§ **Reading text**:

1903 – The Motor Car Act was passed into law. The Club had vigorously campaigned for this, long having had the interests of the private motorist at heart. This Act increased speed limits and removed other restrictive legislation.

1903 – The Club petitioned councils in Southern Ireland for a repeal of the Locomotives on Highways Act (Ireland). This was achieved in March 1903 which effectively began road racing in the UK and allowed the 1903 Gordon Bennett Race to take place outside Dublin.

1905 – The Club organised the first Tourist Trophy (TT) race, today the oldest motoring race to run regularly.

1905 – The Club became the governing body for motor sport in Britain and introduced driving certificates, the responsibility for which would not be taken over by the government for another 30 years. An associate membership of the Club was also established, and guides on bicycles, then motorcycles and vans, were gradually introduced.

1926 – The Club organised the first British Grand Prix at Brooklands.

1930 – The first London to Brighton Commemoration Run was organised by the Club, to celebrate the 1896 Emancipation Run.

1948 – The Club staged the first Grand Prix race at Silverstone.

1950s and 60s – These years saw the advent of mass motoring and, in 1959, witnessed the opening of Britain’s first major motorway, the M1 from London to Birmingham. Roads became busier and more dangerous places, with traffic jams ‒ previously unheard of ‒ now commonplace.

1978 – The Torrens Trophy was founded, awarded to an individual or organisation considered to have made an outstanding contribution to the cause of safe and skilful motorcycling in Britain.

§ **Dataset extract**:

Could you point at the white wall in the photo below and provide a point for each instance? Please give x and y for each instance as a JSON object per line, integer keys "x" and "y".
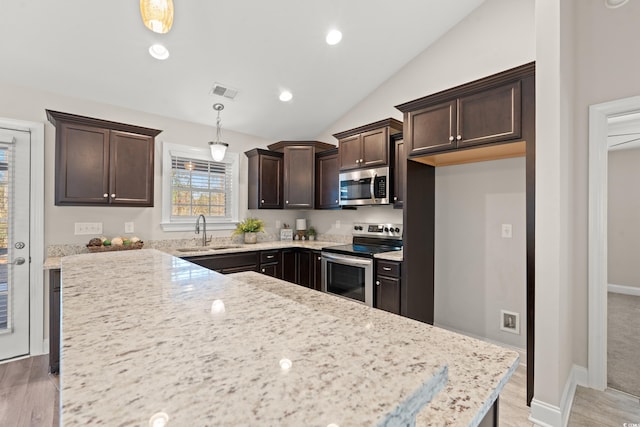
{"x": 27, "y": 104}
{"x": 623, "y": 212}
{"x": 477, "y": 272}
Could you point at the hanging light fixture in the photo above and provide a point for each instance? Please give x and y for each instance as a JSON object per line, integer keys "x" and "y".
{"x": 218, "y": 147}
{"x": 157, "y": 15}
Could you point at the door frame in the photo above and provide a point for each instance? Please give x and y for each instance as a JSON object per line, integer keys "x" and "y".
{"x": 599, "y": 115}
{"x": 37, "y": 345}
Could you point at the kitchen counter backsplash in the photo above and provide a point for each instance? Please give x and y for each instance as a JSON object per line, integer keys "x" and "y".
{"x": 169, "y": 244}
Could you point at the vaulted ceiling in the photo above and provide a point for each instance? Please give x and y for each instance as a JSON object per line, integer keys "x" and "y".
{"x": 98, "y": 50}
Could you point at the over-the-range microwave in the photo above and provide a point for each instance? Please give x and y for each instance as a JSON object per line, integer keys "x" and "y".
{"x": 365, "y": 187}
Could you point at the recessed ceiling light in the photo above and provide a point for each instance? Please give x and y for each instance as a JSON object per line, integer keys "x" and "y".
{"x": 158, "y": 51}
{"x": 334, "y": 37}
{"x": 286, "y": 96}
{"x": 612, "y": 4}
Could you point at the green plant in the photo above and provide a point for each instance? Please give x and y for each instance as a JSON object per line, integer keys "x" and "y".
{"x": 249, "y": 225}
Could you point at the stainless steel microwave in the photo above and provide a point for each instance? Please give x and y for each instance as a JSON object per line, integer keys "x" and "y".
{"x": 365, "y": 187}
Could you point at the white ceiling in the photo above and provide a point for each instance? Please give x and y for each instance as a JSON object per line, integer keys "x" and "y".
{"x": 97, "y": 50}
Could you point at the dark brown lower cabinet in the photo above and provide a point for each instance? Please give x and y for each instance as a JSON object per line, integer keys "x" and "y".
{"x": 298, "y": 267}
{"x": 227, "y": 263}
{"x": 387, "y": 293}
{"x": 54, "y": 321}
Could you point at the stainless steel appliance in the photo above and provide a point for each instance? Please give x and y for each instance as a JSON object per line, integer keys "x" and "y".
{"x": 365, "y": 187}
{"x": 348, "y": 269}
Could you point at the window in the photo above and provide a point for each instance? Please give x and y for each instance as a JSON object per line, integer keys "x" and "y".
{"x": 193, "y": 184}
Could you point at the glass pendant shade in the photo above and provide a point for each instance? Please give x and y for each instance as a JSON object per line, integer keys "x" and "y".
{"x": 217, "y": 150}
{"x": 157, "y": 15}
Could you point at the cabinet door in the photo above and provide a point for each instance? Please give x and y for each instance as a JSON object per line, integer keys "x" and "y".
{"x": 432, "y": 129}
{"x": 305, "y": 268}
{"x": 82, "y": 165}
{"x": 375, "y": 148}
{"x": 131, "y": 169}
{"x": 489, "y": 116}
{"x": 350, "y": 149}
{"x": 399, "y": 174}
{"x": 388, "y": 294}
{"x": 327, "y": 182}
{"x": 289, "y": 265}
{"x": 269, "y": 182}
{"x": 299, "y": 177}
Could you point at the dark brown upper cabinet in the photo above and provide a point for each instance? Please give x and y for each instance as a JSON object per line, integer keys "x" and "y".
{"x": 327, "y": 180}
{"x": 399, "y": 172}
{"x": 367, "y": 146}
{"x": 265, "y": 179}
{"x": 99, "y": 162}
{"x": 484, "y": 115}
{"x": 299, "y": 171}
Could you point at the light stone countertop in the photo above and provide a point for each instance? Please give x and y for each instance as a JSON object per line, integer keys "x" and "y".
{"x": 144, "y": 332}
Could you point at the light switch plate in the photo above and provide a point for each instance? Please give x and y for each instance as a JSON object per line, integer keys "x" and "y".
{"x": 88, "y": 228}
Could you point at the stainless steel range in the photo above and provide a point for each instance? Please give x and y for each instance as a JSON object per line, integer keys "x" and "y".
{"x": 348, "y": 269}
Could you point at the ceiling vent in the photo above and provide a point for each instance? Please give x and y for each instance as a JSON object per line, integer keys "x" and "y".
{"x": 220, "y": 89}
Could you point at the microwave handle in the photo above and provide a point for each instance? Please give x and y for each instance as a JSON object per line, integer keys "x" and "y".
{"x": 373, "y": 187}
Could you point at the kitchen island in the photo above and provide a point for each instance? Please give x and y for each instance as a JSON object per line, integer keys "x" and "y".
{"x": 147, "y": 334}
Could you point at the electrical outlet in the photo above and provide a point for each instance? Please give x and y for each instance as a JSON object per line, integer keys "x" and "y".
{"x": 87, "y": 228}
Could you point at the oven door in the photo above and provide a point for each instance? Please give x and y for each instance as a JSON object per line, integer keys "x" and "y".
{"x": 348, "y": 276}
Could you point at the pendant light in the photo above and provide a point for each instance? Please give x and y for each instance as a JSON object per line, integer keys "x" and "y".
{"x": 218, "y": 147}
{"x": 157, "y": 15}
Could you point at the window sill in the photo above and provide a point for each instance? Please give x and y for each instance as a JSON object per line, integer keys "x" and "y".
{"x": 190, "y": 226}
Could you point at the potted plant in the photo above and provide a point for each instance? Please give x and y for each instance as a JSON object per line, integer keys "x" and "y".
{"x": 311, "y": 232}
{"x": 249, "y": 227}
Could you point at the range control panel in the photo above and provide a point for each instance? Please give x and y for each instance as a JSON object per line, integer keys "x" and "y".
{"x": 379, "y": 230}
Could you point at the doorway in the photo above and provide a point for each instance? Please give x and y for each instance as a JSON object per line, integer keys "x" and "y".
{"x": 21, "y": 238}
{"x": 606, "y": 120}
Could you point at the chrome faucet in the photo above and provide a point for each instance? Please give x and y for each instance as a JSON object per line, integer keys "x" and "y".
{"x": 204, "y": 229}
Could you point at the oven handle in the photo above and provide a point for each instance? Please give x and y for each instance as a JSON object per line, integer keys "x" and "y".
{"x": 348, "y": 260}
{"x": 373, "y": 187}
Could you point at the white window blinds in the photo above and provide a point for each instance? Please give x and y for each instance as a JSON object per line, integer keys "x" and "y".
{"x": 200, "y": 187}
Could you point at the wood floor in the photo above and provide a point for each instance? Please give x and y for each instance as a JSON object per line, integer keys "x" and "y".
{"x": 29, "y": 397}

§ **Challenges**:
(1) Repeat everything from "1948 – The Club" down to "of ‒ now commonplace." in the motoring club timeline above.
(2) Translate into Spanish this sentence from the motoring club timeline: "1926 – The Club organised the first British Grand Prix at Brooklands."

§ **The results**:
(1)
1948 – The Club staged the first Grand Prix race at Silverstone.

1950s and 60s – These years saw the advent of mass motoring and, in 1959, witnessed the opening of Britain’s first major motorway, the M1 from London to Birmingham. Roads became busier and more dangerous places, with traffic jams ‒ previously unheard of ‒ now commonplace.

(2) 1926 – El Club organizó el primer Gran Premio británico en Brooklands.